*Exercise goal*
Count the lines below that contain the word "kneeling", treating case as significant, and give only the number.

======

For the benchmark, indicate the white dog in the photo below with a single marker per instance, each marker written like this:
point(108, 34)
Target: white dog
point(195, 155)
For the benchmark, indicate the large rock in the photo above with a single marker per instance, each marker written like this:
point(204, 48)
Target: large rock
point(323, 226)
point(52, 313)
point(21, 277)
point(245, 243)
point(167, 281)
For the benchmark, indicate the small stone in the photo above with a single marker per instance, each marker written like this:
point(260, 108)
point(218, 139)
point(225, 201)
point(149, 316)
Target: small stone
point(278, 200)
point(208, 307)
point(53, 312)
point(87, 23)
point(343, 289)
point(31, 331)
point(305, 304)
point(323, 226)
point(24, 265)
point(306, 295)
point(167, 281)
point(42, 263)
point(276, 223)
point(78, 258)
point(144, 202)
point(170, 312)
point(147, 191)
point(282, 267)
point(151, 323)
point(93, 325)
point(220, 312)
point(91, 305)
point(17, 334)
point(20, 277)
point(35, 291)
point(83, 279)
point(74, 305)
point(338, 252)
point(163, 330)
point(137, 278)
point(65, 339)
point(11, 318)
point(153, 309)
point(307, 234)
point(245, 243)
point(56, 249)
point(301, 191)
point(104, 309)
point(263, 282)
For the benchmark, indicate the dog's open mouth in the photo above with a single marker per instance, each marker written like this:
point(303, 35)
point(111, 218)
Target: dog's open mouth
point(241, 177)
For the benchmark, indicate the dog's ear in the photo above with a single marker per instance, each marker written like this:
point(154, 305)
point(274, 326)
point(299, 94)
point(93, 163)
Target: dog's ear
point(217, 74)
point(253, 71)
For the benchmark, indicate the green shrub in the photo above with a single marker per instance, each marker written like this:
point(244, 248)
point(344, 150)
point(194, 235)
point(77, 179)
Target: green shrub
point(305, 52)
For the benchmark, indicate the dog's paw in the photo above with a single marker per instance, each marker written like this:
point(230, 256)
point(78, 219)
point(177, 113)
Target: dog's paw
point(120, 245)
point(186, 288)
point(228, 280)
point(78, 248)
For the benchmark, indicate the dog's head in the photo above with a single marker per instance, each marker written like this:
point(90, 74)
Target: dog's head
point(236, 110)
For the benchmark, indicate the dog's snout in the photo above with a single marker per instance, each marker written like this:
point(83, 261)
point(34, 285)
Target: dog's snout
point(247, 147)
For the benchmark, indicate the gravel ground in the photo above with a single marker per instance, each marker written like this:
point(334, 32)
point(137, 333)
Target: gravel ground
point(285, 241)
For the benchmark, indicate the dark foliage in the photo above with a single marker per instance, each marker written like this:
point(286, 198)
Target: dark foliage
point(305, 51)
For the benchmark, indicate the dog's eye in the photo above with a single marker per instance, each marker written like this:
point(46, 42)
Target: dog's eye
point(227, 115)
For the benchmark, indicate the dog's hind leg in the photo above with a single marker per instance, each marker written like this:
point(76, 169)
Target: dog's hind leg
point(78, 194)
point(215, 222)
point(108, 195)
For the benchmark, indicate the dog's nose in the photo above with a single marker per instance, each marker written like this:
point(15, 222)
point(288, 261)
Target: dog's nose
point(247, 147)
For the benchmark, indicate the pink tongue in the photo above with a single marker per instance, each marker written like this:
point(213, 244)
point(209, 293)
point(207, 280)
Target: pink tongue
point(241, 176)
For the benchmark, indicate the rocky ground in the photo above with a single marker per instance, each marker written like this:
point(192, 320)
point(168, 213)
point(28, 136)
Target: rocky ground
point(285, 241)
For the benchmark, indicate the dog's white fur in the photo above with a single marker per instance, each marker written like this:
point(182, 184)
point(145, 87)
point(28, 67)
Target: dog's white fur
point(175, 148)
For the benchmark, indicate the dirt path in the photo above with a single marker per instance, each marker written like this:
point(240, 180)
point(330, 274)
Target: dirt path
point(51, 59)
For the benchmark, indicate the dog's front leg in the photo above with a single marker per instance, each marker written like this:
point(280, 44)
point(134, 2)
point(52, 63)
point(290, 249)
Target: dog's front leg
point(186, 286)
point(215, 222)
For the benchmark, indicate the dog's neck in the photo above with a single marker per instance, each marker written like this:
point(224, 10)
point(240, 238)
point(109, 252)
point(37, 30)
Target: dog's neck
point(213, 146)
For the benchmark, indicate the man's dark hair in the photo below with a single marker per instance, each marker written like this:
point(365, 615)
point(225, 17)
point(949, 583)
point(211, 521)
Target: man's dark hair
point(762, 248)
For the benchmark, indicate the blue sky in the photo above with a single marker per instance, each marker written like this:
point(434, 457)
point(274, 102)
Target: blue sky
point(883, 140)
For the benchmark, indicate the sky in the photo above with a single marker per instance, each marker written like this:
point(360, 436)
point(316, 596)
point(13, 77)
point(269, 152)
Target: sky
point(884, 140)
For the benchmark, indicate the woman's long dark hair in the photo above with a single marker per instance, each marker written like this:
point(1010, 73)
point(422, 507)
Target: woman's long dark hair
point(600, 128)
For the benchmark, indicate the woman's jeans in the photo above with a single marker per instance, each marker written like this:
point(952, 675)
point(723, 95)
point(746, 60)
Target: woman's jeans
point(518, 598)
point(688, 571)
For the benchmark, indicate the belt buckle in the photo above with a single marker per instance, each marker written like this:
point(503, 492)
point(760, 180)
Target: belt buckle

======

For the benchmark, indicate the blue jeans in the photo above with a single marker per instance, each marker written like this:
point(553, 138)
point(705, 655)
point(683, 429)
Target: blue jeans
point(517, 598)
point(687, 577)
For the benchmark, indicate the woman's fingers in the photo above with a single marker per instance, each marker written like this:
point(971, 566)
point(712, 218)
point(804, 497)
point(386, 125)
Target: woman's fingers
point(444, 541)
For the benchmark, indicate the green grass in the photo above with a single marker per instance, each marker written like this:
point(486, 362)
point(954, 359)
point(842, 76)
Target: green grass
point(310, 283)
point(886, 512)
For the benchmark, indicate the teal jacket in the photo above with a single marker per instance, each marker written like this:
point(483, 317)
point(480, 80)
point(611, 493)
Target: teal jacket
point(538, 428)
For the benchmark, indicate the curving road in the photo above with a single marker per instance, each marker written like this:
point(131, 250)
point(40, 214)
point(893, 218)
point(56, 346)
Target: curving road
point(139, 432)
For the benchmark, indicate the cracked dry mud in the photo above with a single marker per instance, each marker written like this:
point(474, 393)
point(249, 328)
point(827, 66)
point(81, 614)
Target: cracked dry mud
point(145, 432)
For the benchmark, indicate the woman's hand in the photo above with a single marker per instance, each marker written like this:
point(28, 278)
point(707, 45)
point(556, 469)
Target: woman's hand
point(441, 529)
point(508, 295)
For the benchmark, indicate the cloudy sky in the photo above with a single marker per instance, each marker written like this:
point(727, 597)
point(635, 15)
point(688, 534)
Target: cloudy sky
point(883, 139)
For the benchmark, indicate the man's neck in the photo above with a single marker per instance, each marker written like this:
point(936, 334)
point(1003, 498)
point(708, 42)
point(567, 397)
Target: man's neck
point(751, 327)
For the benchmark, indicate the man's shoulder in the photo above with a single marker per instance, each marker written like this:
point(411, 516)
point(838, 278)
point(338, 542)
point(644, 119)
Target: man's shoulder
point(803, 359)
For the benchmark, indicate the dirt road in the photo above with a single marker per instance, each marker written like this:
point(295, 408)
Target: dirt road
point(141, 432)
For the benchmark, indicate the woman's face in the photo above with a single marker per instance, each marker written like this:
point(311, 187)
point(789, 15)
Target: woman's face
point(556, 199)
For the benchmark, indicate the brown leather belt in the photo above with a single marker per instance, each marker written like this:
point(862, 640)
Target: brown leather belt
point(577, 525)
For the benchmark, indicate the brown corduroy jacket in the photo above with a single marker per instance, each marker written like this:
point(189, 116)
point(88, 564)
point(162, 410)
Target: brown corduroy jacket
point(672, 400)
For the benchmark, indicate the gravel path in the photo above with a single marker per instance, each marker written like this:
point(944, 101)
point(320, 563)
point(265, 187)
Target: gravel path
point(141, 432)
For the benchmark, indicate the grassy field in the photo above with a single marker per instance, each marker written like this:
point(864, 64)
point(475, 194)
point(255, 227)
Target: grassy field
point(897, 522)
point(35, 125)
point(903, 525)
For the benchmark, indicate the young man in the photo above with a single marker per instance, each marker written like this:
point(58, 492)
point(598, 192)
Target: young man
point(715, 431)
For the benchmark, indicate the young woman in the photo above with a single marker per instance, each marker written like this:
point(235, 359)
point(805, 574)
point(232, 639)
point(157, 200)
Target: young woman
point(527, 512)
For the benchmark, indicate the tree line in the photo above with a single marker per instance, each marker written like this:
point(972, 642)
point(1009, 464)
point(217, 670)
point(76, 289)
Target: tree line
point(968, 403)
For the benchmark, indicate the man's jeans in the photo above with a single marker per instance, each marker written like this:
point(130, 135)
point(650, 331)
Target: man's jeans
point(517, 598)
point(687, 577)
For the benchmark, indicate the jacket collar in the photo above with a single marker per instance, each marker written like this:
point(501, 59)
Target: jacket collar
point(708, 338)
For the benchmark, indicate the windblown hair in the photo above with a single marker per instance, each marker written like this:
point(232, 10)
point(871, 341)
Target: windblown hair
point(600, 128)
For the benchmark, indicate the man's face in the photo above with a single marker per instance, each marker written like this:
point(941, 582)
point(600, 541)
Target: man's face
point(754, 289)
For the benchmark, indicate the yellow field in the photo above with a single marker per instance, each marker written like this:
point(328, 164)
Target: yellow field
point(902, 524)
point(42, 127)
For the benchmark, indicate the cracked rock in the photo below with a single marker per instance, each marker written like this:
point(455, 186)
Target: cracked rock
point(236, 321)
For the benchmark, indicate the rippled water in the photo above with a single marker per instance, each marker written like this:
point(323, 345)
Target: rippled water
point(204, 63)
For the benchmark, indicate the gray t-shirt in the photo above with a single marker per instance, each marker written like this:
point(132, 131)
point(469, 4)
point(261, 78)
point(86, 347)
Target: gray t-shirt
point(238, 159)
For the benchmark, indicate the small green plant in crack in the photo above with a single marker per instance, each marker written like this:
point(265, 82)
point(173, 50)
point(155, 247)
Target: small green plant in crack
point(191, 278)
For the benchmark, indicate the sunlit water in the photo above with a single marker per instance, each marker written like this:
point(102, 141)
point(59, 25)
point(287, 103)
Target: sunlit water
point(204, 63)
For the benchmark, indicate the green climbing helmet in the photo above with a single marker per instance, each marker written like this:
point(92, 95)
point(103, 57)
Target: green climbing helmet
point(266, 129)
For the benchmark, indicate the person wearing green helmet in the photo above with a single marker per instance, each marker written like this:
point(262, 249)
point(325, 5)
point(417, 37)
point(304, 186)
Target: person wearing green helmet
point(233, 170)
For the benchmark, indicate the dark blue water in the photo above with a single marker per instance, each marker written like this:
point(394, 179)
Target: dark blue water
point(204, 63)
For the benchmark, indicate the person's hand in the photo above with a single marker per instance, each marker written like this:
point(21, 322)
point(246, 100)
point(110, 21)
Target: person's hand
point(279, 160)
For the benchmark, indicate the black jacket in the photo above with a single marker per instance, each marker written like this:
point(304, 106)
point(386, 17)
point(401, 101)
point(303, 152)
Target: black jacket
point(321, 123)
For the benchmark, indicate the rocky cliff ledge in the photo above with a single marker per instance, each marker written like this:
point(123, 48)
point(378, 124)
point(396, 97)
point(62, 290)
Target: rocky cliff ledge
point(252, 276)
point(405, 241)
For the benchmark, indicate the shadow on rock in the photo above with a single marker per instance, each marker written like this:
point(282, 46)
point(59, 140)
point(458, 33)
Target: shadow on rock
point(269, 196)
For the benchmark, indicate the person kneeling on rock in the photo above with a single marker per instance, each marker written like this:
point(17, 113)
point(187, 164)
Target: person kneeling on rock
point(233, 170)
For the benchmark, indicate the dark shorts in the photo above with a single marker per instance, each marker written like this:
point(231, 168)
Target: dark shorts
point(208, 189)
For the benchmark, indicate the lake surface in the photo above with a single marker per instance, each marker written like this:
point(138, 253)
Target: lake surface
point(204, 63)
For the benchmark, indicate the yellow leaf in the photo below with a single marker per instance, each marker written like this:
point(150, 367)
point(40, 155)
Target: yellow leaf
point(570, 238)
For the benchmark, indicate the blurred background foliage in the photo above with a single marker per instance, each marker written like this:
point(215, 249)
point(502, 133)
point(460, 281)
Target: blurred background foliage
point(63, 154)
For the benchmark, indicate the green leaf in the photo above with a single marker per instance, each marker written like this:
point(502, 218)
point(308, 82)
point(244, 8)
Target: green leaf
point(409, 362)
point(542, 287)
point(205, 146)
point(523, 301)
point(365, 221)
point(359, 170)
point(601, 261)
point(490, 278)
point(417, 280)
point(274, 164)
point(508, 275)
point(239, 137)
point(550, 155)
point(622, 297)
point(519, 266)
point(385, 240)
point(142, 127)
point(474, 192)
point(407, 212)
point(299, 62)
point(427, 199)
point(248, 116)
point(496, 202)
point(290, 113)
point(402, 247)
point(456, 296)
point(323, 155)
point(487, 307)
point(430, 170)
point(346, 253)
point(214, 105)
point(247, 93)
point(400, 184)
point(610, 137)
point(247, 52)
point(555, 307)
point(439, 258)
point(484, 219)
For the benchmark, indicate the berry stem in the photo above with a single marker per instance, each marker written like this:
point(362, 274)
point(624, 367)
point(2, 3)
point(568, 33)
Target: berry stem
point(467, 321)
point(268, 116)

======

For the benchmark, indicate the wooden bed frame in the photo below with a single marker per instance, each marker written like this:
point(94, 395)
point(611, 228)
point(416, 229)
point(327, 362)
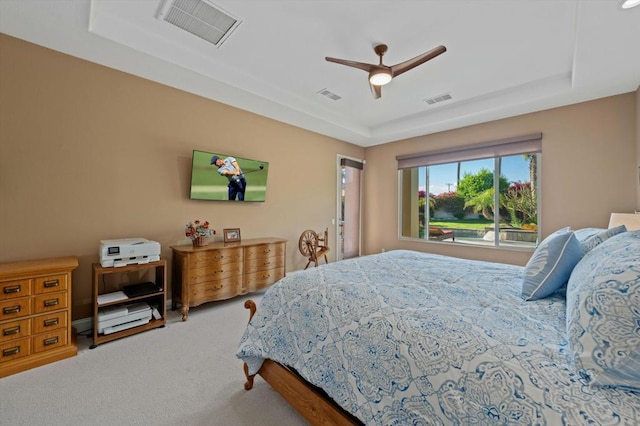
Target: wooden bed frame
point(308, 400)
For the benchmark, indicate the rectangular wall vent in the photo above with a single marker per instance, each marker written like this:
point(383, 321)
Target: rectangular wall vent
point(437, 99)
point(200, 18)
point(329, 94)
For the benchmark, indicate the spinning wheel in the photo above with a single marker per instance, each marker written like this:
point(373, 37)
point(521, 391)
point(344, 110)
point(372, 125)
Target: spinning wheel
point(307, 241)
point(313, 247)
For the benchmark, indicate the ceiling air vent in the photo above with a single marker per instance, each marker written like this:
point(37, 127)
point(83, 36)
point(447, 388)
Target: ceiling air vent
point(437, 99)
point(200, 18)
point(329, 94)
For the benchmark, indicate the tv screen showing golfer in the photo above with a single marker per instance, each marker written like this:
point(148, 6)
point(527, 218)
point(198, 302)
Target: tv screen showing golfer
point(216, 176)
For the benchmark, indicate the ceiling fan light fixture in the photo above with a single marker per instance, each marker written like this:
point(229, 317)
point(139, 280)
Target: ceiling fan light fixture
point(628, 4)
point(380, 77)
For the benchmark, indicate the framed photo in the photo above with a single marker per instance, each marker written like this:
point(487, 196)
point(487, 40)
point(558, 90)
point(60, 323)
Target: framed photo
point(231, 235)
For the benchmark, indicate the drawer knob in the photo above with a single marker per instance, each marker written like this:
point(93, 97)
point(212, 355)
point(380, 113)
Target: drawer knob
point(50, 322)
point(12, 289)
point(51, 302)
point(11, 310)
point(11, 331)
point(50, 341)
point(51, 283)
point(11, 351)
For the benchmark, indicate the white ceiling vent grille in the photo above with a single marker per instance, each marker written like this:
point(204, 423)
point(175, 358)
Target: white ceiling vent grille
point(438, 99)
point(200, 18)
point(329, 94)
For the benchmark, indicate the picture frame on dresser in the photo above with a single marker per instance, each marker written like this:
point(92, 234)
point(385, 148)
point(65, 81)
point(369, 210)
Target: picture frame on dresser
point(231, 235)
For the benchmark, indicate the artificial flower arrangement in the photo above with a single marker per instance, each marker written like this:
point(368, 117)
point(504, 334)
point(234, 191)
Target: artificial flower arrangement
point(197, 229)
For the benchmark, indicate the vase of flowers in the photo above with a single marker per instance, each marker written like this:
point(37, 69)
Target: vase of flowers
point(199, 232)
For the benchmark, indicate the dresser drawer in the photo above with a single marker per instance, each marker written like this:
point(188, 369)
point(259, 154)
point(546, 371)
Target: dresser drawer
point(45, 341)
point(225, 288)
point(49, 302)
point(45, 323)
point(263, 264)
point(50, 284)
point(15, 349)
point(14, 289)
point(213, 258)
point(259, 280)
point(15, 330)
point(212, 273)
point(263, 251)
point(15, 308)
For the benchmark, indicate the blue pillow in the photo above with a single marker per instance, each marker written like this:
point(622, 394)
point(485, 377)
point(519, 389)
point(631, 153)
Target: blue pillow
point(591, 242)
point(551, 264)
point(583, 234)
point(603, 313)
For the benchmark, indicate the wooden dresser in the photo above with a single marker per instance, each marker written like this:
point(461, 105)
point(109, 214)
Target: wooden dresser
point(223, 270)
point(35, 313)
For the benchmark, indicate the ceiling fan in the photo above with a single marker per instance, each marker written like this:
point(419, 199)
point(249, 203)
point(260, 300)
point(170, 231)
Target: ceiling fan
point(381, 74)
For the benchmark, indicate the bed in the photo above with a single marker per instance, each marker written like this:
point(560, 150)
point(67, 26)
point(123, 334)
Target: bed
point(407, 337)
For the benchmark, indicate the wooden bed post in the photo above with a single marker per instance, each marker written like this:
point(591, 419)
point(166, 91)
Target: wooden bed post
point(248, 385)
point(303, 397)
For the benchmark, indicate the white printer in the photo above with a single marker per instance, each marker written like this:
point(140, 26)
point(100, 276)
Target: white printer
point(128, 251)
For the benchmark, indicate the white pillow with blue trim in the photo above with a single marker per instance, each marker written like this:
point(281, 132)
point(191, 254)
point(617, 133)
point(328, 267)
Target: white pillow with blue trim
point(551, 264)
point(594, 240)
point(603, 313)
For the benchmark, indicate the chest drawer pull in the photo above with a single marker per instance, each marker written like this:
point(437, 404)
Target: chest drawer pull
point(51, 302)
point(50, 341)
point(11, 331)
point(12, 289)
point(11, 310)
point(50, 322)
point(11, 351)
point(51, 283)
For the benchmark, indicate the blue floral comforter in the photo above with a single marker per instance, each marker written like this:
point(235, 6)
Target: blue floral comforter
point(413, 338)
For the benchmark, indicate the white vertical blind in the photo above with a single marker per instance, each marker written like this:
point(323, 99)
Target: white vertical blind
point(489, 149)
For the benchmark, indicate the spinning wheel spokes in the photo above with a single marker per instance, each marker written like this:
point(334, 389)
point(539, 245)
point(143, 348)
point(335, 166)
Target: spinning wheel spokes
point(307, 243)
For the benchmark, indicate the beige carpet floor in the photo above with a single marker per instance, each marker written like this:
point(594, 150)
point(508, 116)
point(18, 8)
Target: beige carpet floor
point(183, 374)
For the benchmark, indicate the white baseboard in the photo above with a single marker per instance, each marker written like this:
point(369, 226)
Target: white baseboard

======

*Answer to the exercise*
2